> _EXTRAIT FOURNI_

▼▼▼

Cette façon de voir se prête d'ailleurs à une illustration. Je l'ai entendu exprimer de la manière suivante : l'une des caractéristiques de la vie est la faculté de réagir à un stimulus. Vous marchez le long d'une rue et vous apercevez un chien ou un chat étendu dans le caniveau. Pouvez-vous dire s'il est mort ou vivant ? Touchez-le du pied et vous saurez. S'il est vivant, il aura une réaction immédiate. Il bondira sur ses pattes et s'enfuira. Au contraire, s'il est mort, il n'aura aucune réaction. La bête restera là sans bouger.

Ainsi, d'après cette conception courante, le fait d'être "morts au péché" signifie que nous sommes devenus insensibles à son égard. Nous sommes comme des cadavres, et quand vient le stimulus tentateur nous ne le sentons pas et nous ne réagissons pas. Nous sommes morts. Et l'explication à cela est tirée, nous dit-on, du v. 6, d'après lequel, d'une manière mystique, notre vieille nature a été véritablement crucifiée. Non seulement Christ a porté notre faute, mais notre « chair », notre nature déchue. Celle-ci a été clouée à la croix et tuée, et notre devoir est de la considérercomme morte (v. 11), quelque soit la preuve que nous ayons du contraire.

▲▲▲

> _CONSIGNE_
Prolongez le passage sur le sens de l'expression « morts au péché » en reprenant après sa dernière phrase. Les enregistrements ne servent pas ici.

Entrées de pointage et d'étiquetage
▼▼▼

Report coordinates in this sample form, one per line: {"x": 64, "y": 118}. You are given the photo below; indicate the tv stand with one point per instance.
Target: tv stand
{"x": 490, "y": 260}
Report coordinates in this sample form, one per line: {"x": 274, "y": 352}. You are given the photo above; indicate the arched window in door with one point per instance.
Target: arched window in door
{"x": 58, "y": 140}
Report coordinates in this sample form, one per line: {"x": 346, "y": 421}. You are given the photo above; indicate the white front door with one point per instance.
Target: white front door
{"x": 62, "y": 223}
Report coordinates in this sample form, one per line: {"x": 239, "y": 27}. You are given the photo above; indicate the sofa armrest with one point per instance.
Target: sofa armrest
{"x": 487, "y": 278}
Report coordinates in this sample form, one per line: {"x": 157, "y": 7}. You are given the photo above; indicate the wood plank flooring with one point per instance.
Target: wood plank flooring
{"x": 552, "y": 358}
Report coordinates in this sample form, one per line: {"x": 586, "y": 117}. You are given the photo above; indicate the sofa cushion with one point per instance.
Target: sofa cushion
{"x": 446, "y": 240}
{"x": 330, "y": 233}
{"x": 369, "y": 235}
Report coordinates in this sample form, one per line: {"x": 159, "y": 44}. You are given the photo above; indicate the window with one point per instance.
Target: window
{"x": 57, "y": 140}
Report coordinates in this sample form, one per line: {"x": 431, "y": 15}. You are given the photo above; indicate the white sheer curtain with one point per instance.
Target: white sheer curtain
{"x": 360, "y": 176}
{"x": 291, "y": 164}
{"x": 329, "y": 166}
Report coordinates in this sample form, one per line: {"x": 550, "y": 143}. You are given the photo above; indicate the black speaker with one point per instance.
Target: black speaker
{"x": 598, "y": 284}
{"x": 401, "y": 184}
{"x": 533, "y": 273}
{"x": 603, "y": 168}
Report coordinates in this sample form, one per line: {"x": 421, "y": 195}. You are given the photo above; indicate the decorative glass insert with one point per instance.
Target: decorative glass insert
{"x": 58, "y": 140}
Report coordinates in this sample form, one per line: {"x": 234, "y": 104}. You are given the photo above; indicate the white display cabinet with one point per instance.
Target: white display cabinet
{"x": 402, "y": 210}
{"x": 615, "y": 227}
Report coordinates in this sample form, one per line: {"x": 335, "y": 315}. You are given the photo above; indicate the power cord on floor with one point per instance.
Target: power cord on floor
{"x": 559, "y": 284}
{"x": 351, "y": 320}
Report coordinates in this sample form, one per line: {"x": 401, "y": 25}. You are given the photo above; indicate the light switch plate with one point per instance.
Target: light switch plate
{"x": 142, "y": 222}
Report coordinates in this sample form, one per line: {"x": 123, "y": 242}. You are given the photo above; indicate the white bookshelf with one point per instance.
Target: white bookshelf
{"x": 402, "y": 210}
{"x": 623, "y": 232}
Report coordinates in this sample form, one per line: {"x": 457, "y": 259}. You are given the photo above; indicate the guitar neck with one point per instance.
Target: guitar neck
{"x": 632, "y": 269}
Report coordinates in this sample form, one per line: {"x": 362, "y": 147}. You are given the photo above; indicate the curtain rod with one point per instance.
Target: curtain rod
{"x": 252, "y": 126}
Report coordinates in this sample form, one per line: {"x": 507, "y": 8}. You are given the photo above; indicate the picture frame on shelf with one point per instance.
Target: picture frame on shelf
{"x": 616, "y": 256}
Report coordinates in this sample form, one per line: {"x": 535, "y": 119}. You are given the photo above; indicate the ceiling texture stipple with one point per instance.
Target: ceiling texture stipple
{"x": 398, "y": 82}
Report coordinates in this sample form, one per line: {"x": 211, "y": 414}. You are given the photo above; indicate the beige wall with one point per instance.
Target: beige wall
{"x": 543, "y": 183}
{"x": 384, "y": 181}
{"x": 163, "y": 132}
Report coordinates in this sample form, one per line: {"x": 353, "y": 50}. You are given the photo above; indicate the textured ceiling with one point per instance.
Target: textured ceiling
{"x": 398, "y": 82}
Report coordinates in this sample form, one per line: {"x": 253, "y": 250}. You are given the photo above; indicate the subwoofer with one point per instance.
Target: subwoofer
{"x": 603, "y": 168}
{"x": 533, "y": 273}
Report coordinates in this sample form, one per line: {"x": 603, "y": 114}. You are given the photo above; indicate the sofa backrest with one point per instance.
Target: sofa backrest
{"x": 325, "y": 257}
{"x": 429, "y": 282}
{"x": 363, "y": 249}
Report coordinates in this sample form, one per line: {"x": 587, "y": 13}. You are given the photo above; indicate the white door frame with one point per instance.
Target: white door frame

▲▲▲

> _RÉSULTAT DE L'EXERCICE_
Permettez-moi de vous citer entre autres trois textes qui expriment cette façon de voir. « Un mort est quitte envers le péché, il est dégagé de sa responsabilité ; le mal a beau l'appeler : il ne répond plus » (v. 7 LPNT)*. C.J. Vaughan écrit : « Un homme mort ne peut pécher. Et vous êtes morts ... Par rapport à tout péché soyez aussi impassibles, aussi insensibles, aussi inébranlables que l'est Celui qui est déjà mort. » H.P. Liddon commente : Cette mort accomplie (apothanein) a vraisemblablement rendu le chrétien aussi insensible au péché qu'un homme mort l'est à l'égard du monde des sens. »

* Cette citation correspond en partie à la version de J.B. Philippe évoquée par J. Stott (N.D.T.).

En dépit de tous ces arguments, il y a des objections sérieuses et même décisives à cette façon de voir. Si nous examinons soigneusement la question, nous découvrons que ce n'est pas en ce sens que Christ est mort au péché, pas plus que ce n'est en ce sens que nous sommes morts au péché.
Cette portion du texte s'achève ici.